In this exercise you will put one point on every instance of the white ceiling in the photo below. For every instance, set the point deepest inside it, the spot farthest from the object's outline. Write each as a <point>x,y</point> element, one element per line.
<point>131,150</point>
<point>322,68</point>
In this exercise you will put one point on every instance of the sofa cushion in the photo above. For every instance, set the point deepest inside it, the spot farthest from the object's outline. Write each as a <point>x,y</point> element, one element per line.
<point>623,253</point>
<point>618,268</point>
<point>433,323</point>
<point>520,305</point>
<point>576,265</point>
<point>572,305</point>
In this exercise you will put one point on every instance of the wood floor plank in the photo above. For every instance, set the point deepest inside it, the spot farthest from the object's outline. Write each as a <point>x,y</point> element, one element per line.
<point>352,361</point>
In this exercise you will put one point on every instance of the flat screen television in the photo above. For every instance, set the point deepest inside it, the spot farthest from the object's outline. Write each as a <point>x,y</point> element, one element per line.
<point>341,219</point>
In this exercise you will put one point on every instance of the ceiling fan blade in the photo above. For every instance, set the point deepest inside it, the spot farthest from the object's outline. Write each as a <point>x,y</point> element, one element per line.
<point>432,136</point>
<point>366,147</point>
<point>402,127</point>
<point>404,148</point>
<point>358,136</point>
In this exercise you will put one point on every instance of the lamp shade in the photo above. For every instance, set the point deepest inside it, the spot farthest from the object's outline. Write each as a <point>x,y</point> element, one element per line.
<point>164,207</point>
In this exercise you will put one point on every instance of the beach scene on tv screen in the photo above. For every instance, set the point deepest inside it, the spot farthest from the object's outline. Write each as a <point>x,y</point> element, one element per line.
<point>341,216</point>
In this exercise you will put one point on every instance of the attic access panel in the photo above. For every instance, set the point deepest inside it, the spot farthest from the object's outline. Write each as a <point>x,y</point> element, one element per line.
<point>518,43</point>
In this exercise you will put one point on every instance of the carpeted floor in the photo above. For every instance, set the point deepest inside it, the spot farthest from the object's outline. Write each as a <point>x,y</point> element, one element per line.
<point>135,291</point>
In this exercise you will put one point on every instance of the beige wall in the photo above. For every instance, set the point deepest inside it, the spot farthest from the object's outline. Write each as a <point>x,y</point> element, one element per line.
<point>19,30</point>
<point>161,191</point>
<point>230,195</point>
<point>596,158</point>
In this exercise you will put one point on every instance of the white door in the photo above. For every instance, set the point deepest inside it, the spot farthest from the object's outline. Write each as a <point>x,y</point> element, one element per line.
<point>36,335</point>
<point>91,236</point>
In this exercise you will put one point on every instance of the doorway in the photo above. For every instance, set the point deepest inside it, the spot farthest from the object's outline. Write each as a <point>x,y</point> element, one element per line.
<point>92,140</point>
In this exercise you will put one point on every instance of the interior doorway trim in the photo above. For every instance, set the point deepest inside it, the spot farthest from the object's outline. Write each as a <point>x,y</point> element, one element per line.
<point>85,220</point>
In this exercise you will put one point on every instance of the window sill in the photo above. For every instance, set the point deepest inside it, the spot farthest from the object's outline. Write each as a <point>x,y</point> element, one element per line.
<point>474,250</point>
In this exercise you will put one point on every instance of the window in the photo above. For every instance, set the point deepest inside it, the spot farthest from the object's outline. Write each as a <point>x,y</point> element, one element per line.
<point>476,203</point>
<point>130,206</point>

Given problem —
Reproduce verbatim the portion of the data above from its first line through the line containing "<point>164,207</point>", including both ends.

Exercise response —
In this exercise you will put one point on every instance of the white ceiling in the photo below. For every instance, set the point deepest inside it, the spot farthest from the object's outline. Write each as a <point>x,y</point> element, one element per line.
<point>131,150</point>
<point>322,68</point>
In this exercise you will put one point on every instance of the sofa cushion in the photo above. For every instance, set the point deepest inside it, the spot farthest from the object's outline. Write each as a <point>x,y</point> element, one element per line.
<point>623,253</point>
<point>618,268</point>
<point>433,323</point>
<point>520,305</point>
<point>576,265</point>
<point>572,305</point>
In this exercise you will put one point on every instance of the wood floor plank in the photo above. For every instance, set the point deepest inside it, the spot farthest from the object's outline. Write each as a <point>x,y</point> element, one element per line.
<point>352,361</point>
In this exercise you will put one point on every instance of the flat screen television in the photo above. For every instance, set the point deepest inside it, the spot farthest from the object's outline. Write each as a <point>x,y</point> element, one element per line.
<point>341,219</point>
In this exercise you will put one point on every instance of the ceiling fan blade in the photo above. For every instance, set the point deepest inside it, the spot farthest from the object's outline. Write each as a <point>x,y</point> element, one element per line.
<point>432,136</point>
<point>366,147</point>
<point>402,127</point>
<point>404,148</point>
<point>358,136</point>
In this exercise you will put one point on every instance of the lamp shade in the photo above. For every instance, set the point deepest inside it, the spot farthest from the object's outline. Write each as a <point>x,y</point> element, one element per line.
<point>164,207</point>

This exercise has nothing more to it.